- DIRECTIONS
a) For each statement, say whether it agrees with the self-awareness passage. Answer yes or no and quote the words that settle it: (i) The only way to test the idea that self-awareness emerges in complex matter would be to build a machine as complex as a self-aware organism. (ii) Planets and galaxies have been shown to be self-aware. (iii) Alan Turing came up with several methods besides his test.
b) Reproduce the self-awareness passage word for word between "Alan Turing, who" and "non-humans as well.", inclusive.

- TEXT SECTION
---+---

Saying that self-awareness is some hidden latent property of all matter that suddenly emerges in sufficiently complex and interconnected physical systems is also a cop out. This doesn’t explain why matter behaves that way, or why other kinds of incredibly complex interconnected systems (like planets or galaxies) don’t seem to be self aware (maybe they are). It?s an outrageous, un-proven explanation for outrageous, unnecessary phenomena. The only way to test it would be to build a machine as complex as a self aware organism. Then what? Ask it if it is self-aware? Wait and see if it starts writing poetry or developing religion, philosophizing, waging war on the weak carbon based life-forms? Just because it acts like a living creature doesn’t mean it is necessarily aware that it is doing so. How can you tell?
Just because it acts like a living creature doesn’t mean it is necessarily aware that it is doing so. How can you tell?
Ultimately, you can’t. We don’t have the specs for a selfawarenessometer.
Alan Turing, who gave a lot of thought to this, couldn’t come up with anything other than his test. Since we can’t even know whether other humans are self aware (it’s ultimately taken on faith), it’s the best we can do with non-humans as well.

---+---

(Data records)
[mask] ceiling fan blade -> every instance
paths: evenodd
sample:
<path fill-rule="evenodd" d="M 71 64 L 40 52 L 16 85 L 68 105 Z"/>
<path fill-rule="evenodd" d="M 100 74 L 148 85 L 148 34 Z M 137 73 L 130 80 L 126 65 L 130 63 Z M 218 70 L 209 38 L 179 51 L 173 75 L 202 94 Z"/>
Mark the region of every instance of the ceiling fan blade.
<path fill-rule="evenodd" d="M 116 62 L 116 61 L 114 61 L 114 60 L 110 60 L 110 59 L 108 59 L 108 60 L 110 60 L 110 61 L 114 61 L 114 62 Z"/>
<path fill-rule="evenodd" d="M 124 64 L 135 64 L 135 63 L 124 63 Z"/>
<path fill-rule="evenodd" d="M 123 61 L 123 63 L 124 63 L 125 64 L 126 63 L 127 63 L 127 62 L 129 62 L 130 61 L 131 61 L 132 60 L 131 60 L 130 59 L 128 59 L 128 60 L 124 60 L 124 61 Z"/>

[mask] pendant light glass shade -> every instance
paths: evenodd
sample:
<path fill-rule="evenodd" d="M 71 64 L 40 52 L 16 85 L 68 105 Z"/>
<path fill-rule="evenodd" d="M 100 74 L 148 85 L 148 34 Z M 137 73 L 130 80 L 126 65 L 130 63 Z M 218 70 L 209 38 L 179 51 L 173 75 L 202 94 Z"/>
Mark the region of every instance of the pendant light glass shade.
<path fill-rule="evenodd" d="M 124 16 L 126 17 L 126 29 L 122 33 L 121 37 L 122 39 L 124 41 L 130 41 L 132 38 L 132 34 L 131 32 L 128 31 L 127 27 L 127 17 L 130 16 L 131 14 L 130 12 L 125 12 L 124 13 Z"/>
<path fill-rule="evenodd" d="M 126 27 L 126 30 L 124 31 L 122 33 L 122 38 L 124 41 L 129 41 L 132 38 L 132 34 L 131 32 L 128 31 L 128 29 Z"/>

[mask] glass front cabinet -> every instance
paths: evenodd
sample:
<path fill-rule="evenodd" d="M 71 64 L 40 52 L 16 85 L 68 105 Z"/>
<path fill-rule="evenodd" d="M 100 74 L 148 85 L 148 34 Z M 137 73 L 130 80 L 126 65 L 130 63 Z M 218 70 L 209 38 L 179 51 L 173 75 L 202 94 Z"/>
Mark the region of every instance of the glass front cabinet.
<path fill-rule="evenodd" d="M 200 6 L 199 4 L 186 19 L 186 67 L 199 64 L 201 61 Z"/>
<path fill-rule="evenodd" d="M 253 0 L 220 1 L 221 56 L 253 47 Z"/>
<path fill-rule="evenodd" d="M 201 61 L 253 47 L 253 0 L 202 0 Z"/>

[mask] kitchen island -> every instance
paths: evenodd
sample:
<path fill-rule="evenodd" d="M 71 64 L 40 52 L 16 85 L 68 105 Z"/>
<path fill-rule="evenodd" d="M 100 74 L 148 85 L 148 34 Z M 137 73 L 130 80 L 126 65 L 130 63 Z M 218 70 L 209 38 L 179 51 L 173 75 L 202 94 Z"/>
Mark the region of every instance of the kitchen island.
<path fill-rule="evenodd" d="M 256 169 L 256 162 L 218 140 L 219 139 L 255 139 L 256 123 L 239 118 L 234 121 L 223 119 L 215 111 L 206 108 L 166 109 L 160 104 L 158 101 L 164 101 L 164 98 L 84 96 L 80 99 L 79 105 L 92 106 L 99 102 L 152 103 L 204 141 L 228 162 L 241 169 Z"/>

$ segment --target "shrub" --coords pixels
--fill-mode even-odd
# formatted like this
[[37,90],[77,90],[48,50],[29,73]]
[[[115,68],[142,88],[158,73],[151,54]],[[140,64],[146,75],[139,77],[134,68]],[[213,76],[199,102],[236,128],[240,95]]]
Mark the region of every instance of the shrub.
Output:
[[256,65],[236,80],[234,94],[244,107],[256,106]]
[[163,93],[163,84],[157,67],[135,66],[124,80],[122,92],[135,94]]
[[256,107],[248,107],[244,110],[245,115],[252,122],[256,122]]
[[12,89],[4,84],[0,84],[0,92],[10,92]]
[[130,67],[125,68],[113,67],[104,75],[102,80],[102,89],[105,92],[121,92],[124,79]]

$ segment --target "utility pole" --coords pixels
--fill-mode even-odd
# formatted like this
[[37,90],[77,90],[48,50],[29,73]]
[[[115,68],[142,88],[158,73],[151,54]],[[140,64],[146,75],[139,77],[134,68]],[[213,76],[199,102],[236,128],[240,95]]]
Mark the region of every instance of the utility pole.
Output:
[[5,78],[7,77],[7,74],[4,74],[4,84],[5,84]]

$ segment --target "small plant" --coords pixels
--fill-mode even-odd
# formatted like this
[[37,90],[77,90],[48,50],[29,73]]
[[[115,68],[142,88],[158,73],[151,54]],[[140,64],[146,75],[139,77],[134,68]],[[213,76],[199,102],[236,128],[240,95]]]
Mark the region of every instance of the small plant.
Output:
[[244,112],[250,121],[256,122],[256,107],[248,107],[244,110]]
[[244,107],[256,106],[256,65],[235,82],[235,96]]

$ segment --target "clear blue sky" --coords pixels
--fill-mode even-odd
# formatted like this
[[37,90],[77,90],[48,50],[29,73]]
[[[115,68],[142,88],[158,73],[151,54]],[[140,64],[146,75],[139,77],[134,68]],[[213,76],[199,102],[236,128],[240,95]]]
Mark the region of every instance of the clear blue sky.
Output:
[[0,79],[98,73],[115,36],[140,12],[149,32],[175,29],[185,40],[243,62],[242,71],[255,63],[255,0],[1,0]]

---+---

- ANSWERS TO THE EXERCISE
a)
(i) Yes: "The only way to test it would be to build a machine as complex as a self aware organism."
(ii) No: "other kinds of incredibly complex interconnected systems (like planets or galaxies) don’t seem to be self aware (maybe they are)"
(iii) No: "Alan Turing, who gave a lot of thought to this, couldn’t come up with anything other than his test."

b)
Alan Turing, who gave a lot of thought to this, couldn’t come up with anything other than his test. Since we can’t even know whether other humans are self aware (it’s ultimately taken on faith), it’s the best we can do with non-humans as well.